• Source document:
# Filter System For 535gal?



## BRUNER247 (Jun 2, 2010)

What filter system would you run? 2 overflows 8x4x30". I have several 6'-135gal n 5'-125gal tanks I could turn one into a sump. What about a sump n canister filter both? Or say a single ocean clear canister(rated to 1000gals)on each overflow?


----------



## CLUSTER ONE (Aug 2, 2006)

BRUNER247 said:


> What filter system would you run? 2 overflows 8x4x30". I have several 6'-135gal n 5'-125gal tanks I could turn one into a sump. What about a sump n canister filter both? Or say a single ocean clear canister(rated to 1000gals)on each overflow?


Id probably do a sump. Something like a large aquarium would be good. To save money a stock tank or large above ground plastic pond would be good.

The option i like most is the sump/ cannister combo. Im not familiar with the ocean clear cannister so i cant comment.

I though you were getting a 450g, not 540g?


----------



## Soul Assassin (Nov 21, 2006)

A large sump and something like a fx5 or two, depending on wha'ts going inside. Definitely at least two filters so if one crashes you have another, although it seems like you have quite a collection of tanks and filters at the ready...


----------



## BRUNER247 (Jun 2, 2010)

I already have the tank, its supposed to be a 535gal but have heard its actually 600gal, supposedly tecnor labels them wrong.Idk all that matters is its 8x4x30".I tend to look at ft print before gallons.I usually call it 500gal. Its big anyway you look at it. Any other ideas? I want to be able to stock whatever I want in it n not have to worry.if I put 30rbp or 15 cariba or 3 rhoms I don't wanna worry if I have enough filter to keep it in check. Anyone using canisters for ponds?


----------



## Plum (May 4, 2006)

BRUNER247 said:


> I already have the tank, its supposed to be a 535gal but have heard its actually 600gal, supposedly tecnor labels them wrong.Idk all that matters is its 8x4x30".I tend to look at ft print before gallons.I usually call it 500gal. Its big anyway you look at it. Any other ideas? I want to be able to stock whatever I want in it n not have to worry.if I put 30rbp or 15 cariba or 3 rhoms I don't wanna worry if I have enough filter to keep it in check. Anyone using canisters for ponds?


You need a sump. If you want to be able to put large messy pygo's in their as well, an easy filter is using plants... I use "swiss cheese plants" and either let the roots hang into the tank, or the filter with a light over them.... very simple, and I have gone numerous months without adverse nitrates and the like (though, i change regularily due to the unmeasurable contaniments)..

see my link in the signature - i think i detail sump and set up.

I have this exact sump now filtering approx 2000 gals.

• Listing:
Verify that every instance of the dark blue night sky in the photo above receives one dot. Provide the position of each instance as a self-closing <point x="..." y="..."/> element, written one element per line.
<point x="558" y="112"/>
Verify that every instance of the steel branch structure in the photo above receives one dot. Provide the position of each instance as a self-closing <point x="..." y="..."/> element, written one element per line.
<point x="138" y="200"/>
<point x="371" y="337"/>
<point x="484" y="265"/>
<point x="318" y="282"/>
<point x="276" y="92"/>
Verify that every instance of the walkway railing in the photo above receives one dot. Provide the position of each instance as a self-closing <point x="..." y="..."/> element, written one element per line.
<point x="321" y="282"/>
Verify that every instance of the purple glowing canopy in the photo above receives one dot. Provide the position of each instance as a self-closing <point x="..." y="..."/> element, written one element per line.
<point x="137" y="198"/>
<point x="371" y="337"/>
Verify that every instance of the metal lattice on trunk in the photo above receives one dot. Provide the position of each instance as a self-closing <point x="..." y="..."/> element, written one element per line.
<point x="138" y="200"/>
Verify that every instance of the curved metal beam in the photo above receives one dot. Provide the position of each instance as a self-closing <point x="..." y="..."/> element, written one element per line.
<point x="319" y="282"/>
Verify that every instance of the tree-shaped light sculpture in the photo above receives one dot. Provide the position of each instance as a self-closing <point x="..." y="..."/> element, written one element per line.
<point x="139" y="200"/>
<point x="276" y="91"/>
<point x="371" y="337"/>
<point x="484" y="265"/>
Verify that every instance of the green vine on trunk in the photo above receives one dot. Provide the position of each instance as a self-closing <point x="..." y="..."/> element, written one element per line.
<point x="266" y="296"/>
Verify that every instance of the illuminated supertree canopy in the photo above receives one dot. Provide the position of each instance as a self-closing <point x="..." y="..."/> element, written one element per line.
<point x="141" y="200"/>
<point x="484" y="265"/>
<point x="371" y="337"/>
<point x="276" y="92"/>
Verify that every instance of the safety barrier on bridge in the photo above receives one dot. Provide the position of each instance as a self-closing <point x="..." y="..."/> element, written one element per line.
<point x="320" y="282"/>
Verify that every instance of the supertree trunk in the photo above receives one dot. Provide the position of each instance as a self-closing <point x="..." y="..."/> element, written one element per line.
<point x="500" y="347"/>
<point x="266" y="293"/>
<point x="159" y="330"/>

--

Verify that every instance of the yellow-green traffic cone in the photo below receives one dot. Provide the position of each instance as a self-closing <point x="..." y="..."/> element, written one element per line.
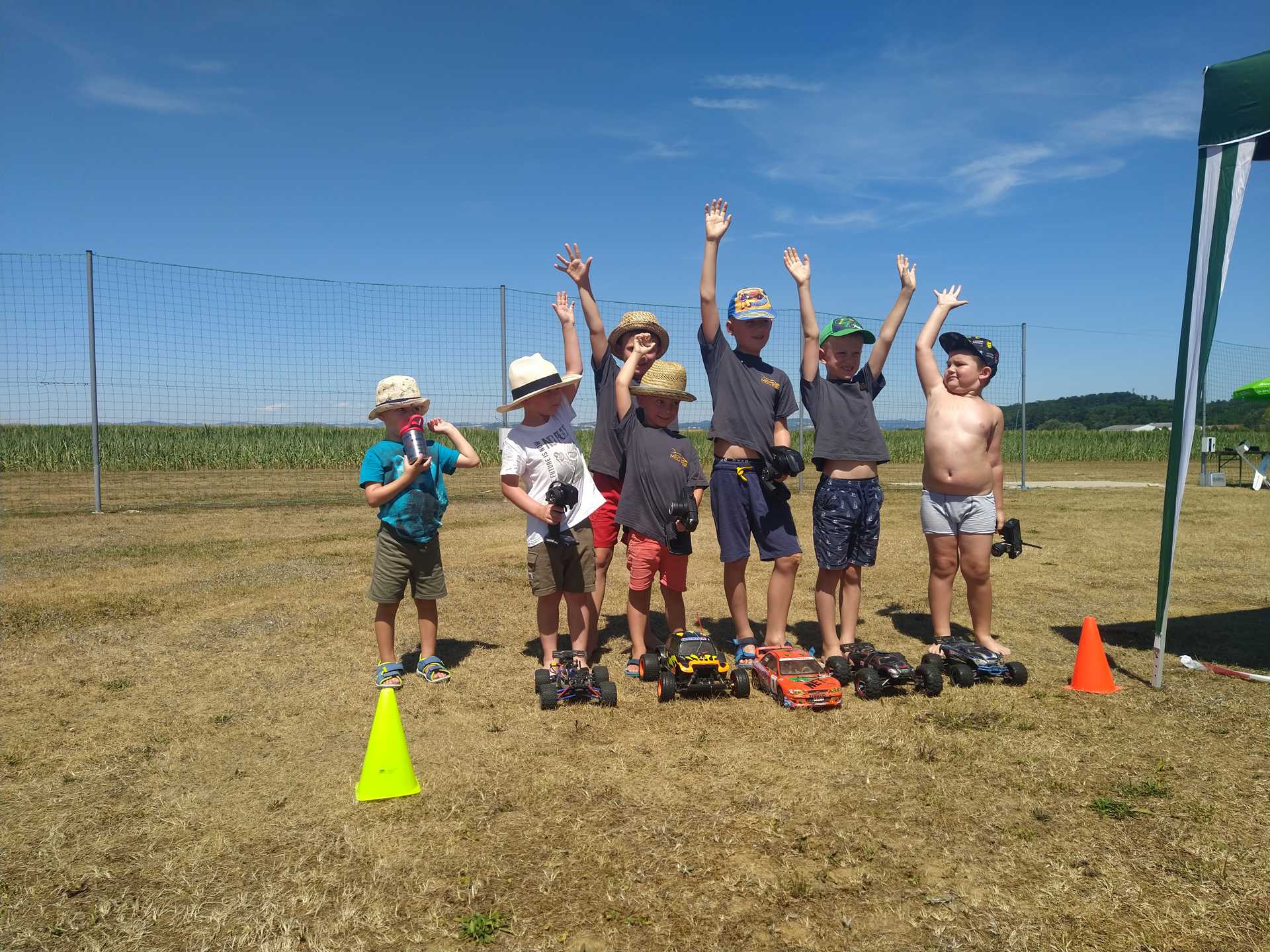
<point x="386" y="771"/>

• Short problem 1: According to the forum thread, what kind of plants does Plum use as a filter?
• Short problem 2: Locate each line in the listing that contains the word "metal" and copy those lines. Case counts when matching.

• Solution 1: Swiss cheese plants.

• Solution 2:
Verify that every instance of the metal lattice on trunk in the photo above receives one dot. Provide the position of each instance as a self-closing <point x="..." y="..."/> element, written one element per line.
Verify that every instance of the curved metal beam in the photo above receives one dot. Provide the position of each instance as a self-closing <point x="..." y="..."/> element, written one element per line.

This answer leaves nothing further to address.